(Data supplied begins)

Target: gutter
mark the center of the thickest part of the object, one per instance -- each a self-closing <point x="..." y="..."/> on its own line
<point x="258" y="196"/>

(Data supplied ends)
(Data supplied begins)

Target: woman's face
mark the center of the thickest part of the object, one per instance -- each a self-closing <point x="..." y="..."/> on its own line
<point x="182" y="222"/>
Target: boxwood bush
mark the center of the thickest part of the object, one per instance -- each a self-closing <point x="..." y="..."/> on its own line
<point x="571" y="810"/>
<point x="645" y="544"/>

(Data supplied ends)

What to work on:
Check every line in the entries for the word "Target". State how many have it, with no other text.

Written response:
3